** Recorded information **
::::
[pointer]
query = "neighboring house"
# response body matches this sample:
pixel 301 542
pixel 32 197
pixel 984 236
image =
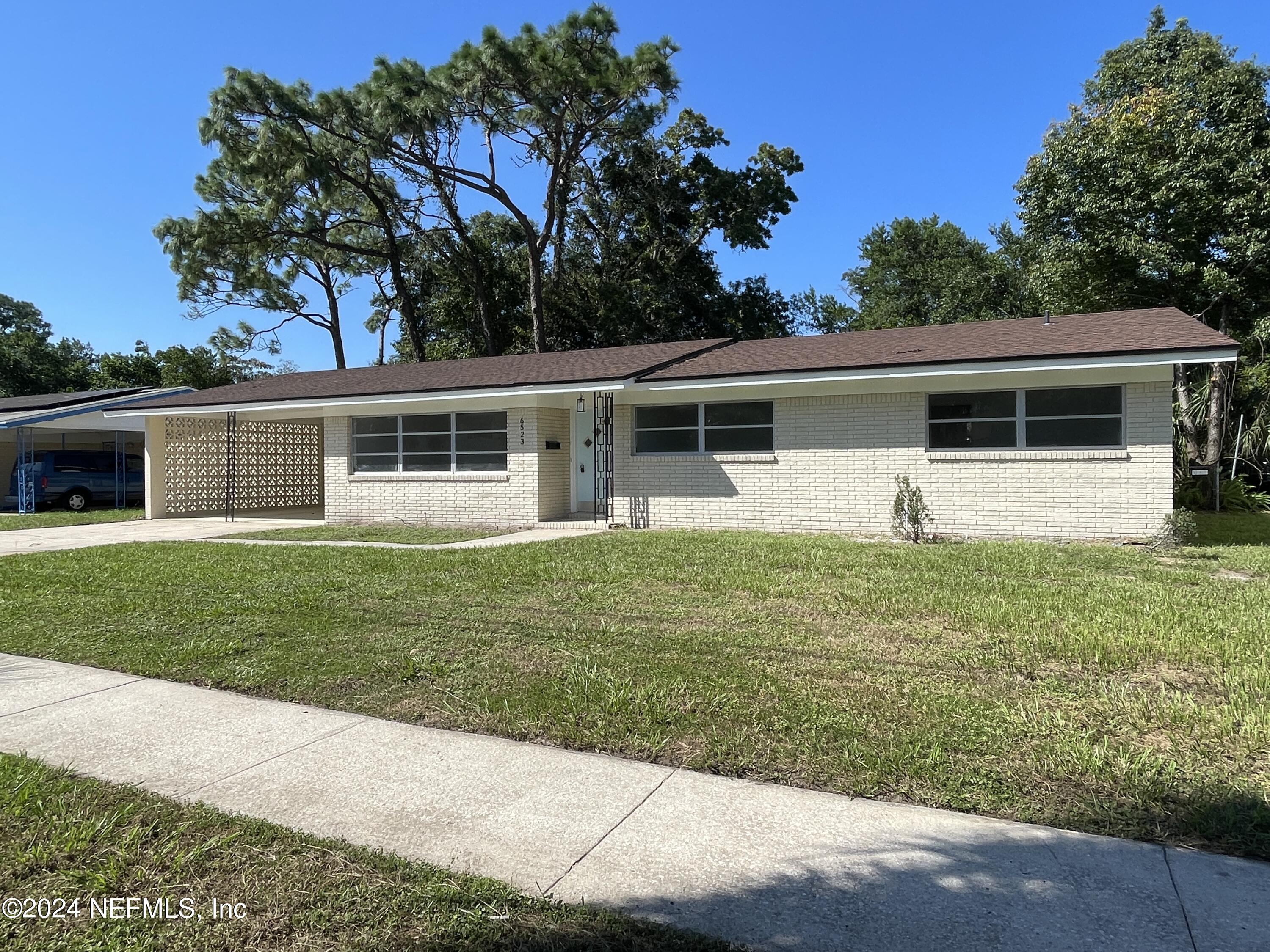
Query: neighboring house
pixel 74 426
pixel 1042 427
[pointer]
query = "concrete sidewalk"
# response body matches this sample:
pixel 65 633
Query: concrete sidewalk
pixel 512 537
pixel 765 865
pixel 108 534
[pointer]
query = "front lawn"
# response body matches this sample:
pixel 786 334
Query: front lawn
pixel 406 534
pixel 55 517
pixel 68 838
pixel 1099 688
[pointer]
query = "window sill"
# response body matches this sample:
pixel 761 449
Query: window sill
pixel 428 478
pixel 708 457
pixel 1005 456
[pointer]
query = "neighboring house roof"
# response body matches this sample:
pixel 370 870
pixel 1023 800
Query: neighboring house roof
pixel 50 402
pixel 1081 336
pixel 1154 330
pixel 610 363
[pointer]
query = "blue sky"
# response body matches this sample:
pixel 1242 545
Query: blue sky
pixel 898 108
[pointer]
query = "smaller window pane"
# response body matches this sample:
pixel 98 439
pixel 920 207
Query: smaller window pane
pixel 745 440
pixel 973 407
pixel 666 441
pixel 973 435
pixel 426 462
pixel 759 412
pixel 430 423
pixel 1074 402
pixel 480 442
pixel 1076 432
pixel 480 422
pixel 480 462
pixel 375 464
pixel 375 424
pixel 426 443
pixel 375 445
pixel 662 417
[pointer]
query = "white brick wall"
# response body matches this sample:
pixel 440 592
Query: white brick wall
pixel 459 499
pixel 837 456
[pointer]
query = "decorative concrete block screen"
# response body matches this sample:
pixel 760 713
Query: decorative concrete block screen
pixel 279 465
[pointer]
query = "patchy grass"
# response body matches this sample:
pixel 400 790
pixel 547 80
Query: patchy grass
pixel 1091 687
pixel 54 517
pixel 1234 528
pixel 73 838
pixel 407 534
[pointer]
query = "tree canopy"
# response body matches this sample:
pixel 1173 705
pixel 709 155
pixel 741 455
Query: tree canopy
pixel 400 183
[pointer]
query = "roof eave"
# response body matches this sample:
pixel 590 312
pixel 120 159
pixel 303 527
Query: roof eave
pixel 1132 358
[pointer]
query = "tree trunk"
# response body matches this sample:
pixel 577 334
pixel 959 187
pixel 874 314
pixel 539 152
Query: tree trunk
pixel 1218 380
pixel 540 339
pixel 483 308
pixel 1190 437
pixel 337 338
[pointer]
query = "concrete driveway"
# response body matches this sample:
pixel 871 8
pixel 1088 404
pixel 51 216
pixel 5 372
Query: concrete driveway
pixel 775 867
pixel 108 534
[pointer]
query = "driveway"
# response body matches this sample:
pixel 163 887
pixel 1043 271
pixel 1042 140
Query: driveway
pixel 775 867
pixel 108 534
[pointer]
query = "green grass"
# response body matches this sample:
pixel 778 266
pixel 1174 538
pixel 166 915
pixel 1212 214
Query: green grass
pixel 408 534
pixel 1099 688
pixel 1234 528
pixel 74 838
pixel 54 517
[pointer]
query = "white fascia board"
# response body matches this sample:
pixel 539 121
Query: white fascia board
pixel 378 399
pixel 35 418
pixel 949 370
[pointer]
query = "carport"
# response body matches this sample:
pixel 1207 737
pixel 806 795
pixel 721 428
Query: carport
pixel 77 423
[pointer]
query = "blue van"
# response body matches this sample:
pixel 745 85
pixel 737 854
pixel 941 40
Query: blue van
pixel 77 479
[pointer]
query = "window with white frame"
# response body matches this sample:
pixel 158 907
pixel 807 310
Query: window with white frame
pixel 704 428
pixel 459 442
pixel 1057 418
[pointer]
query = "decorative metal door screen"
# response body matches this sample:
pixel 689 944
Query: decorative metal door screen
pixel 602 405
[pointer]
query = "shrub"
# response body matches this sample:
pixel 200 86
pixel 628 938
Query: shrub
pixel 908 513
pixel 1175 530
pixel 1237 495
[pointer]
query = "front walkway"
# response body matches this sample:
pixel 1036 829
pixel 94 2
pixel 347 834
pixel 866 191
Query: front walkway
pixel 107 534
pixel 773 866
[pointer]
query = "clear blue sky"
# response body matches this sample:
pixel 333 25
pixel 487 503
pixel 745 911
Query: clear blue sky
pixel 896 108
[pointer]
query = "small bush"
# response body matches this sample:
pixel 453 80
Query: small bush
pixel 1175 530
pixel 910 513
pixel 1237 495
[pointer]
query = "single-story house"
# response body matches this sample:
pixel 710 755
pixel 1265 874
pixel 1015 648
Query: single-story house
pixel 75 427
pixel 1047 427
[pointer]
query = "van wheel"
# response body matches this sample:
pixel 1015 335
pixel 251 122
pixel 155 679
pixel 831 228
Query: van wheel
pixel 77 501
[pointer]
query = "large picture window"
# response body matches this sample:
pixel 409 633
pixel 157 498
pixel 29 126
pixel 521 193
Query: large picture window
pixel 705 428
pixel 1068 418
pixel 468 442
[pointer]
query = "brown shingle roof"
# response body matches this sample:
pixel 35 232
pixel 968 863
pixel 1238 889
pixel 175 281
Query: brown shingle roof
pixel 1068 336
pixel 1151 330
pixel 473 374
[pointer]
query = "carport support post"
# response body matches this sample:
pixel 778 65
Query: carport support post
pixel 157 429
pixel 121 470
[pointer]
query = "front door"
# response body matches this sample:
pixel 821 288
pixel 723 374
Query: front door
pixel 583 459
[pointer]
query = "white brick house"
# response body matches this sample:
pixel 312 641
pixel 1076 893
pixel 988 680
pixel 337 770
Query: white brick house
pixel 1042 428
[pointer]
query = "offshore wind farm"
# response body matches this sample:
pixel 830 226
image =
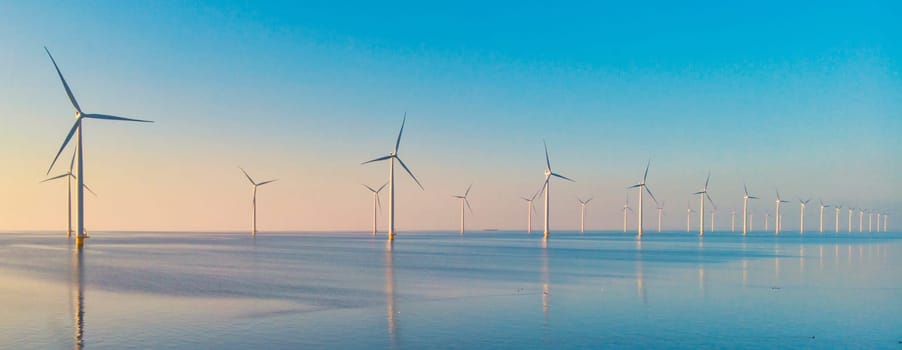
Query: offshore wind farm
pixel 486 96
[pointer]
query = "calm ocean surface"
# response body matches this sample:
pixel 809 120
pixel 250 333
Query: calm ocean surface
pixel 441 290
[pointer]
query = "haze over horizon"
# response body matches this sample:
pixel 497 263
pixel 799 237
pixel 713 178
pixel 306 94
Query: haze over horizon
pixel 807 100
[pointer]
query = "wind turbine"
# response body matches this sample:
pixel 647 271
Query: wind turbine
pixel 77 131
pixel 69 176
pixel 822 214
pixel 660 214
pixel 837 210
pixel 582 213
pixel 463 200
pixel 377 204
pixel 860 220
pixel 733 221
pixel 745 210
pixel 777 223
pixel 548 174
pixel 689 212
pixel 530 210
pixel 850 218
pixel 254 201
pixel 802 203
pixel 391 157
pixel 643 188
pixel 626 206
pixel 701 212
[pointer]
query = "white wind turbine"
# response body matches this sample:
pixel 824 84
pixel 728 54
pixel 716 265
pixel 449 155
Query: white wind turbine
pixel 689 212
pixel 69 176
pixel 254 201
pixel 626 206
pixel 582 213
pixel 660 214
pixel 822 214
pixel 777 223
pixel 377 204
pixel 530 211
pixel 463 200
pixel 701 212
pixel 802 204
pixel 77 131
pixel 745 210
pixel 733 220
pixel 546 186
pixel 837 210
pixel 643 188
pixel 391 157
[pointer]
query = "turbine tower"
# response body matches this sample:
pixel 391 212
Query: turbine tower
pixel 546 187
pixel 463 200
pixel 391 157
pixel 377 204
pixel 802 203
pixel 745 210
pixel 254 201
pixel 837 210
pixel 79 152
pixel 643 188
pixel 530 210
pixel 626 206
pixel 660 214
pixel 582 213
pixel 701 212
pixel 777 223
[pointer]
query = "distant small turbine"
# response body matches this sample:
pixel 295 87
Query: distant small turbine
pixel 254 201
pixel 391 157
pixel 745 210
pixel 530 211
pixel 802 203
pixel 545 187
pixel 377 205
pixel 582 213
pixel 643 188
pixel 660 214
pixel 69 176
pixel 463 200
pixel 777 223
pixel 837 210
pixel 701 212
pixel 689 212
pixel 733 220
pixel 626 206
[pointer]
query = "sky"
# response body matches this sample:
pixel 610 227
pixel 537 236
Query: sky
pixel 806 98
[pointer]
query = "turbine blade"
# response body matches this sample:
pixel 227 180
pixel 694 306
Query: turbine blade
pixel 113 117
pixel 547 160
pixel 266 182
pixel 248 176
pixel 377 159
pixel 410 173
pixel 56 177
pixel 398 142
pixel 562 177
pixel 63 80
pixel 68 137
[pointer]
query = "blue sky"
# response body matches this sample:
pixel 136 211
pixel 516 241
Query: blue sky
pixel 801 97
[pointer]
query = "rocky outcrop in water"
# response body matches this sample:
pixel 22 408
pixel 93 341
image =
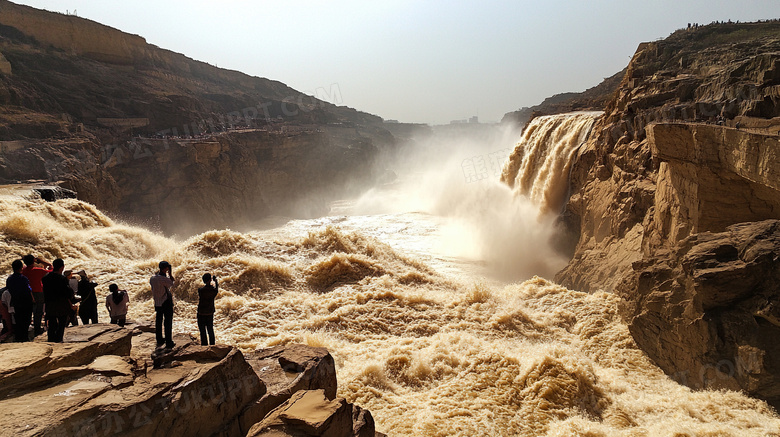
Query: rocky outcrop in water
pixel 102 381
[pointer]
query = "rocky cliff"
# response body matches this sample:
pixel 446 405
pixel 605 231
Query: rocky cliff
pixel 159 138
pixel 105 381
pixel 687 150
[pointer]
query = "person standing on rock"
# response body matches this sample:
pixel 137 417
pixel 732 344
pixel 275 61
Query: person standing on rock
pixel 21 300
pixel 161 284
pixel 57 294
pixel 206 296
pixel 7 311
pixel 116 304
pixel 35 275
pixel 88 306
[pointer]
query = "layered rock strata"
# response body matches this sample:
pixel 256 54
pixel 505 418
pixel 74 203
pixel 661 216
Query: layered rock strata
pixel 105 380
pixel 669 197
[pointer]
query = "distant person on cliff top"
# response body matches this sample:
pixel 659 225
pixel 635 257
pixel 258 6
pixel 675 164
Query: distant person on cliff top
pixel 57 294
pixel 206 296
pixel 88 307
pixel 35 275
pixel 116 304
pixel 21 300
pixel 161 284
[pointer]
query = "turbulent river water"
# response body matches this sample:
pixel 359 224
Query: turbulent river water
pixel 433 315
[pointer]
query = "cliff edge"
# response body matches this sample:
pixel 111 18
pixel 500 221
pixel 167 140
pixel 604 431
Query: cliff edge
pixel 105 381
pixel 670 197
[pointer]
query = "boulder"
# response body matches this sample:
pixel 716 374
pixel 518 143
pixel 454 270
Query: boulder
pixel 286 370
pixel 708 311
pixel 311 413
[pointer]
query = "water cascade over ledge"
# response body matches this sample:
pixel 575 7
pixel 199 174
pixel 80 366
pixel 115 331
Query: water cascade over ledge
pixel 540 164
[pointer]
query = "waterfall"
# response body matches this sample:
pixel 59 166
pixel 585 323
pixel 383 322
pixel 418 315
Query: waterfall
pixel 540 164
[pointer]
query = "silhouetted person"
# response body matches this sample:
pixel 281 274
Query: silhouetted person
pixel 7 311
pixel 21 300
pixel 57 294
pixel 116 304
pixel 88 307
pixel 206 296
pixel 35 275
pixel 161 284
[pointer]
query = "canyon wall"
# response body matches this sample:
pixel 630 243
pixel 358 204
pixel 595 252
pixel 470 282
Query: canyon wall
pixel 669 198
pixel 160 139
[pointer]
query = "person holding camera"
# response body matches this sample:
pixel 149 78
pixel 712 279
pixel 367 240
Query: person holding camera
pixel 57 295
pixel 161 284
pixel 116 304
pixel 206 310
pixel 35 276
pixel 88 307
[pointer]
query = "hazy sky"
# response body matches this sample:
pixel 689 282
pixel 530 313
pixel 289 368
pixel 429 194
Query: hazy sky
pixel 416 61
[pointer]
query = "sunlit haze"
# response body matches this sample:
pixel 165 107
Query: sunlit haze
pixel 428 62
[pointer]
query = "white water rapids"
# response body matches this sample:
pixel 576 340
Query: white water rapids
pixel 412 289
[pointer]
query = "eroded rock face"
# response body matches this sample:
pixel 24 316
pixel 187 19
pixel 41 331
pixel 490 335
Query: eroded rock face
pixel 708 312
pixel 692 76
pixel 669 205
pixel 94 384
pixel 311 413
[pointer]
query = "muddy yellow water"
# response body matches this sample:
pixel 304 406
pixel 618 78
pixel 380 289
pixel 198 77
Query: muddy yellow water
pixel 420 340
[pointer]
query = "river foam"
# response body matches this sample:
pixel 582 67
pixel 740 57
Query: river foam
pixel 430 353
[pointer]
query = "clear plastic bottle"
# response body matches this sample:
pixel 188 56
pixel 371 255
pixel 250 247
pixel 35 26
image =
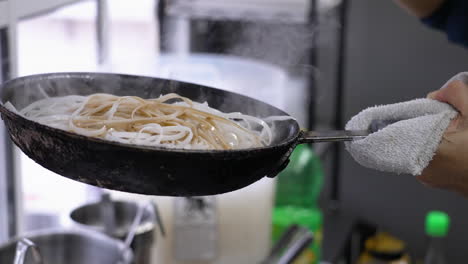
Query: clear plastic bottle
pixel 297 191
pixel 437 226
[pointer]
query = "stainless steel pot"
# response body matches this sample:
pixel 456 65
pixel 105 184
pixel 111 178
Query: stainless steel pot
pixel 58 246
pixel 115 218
::::
Rewrite the rows from the start through the line containing "pixel 898 108", inclusive, with "front lawn" replaced by "front yard" and everything else unchanged. Leave the pictures out of the answer.

[pointer]
query = "neighboring house"
# response body matches this sample:
pixel 301 542
pixel 32 197
pixel 984 236
image =
Query: neighboring house
pixel 74 426
pixel 1042 427
[pointer]
query = "concrete sidewalk"
# response body matches this sample:
pixel 65 633
Query: concrete sidewalk
pixel 512 537
pixel 765 865
pixel 108 534
[pointer]
query = "front yard"
# response body matches this sample:
pixel 786 334
Query: front yard
pixel 406 534
pixel 55 517
pixel 68 838
pixel 1099 688
[pointer]
query = "window sill"
# response body matches this sample:
pixel 761 449
Query: window sill
pixel 428 478
pixel 708 457
pixel 1005 456
[pointer]
query = "neighboring house roof"
# response body matches this sample:
pixel 370 870
pixel 1023 800
Query: neighboring house roof
pixel 50 402
pixel 1081 336
pixel 1154 330
pixel 610 363
[pointer]
query = "blue sky"
# response body matches this sample:
pixel 1242 545
Query: blue sky
pixel 898 108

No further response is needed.